_Given request_.
Collect every line in the records below that contains the string "grass".

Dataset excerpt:

* start *

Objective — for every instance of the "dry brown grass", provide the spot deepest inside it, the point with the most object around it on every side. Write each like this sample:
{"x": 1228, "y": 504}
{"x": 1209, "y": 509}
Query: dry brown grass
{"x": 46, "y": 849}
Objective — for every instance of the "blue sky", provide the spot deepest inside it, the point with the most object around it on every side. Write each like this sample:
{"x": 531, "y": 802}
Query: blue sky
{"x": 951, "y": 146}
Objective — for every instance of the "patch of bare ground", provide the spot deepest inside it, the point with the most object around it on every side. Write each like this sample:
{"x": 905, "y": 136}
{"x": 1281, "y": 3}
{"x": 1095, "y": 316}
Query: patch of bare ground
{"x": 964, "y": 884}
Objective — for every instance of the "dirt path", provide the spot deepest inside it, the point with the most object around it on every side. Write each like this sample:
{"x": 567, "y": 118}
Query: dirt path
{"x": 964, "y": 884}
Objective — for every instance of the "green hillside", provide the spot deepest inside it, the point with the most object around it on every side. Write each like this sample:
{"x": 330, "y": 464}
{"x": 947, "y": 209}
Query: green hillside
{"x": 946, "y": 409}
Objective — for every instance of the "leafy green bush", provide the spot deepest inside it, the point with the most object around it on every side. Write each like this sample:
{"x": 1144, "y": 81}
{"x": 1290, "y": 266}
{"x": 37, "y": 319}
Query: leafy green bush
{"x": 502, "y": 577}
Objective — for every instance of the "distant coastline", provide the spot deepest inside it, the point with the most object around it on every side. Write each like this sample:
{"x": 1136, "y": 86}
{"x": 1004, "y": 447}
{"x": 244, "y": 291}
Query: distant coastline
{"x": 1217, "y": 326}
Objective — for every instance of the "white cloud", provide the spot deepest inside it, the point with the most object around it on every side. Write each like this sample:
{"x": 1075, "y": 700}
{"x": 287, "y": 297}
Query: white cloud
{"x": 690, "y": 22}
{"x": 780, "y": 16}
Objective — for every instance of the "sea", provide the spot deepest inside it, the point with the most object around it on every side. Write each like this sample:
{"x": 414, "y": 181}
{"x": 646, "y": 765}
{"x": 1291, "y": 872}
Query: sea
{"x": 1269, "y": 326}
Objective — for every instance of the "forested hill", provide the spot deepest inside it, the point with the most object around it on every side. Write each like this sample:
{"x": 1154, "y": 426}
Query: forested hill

* end *

_Complete answer_.
Objective — for every instance of the "dry brown grass", provide the spot deepest inside it, the point with the most object around it on every side. Write each like this sample:
Query: dry brown grass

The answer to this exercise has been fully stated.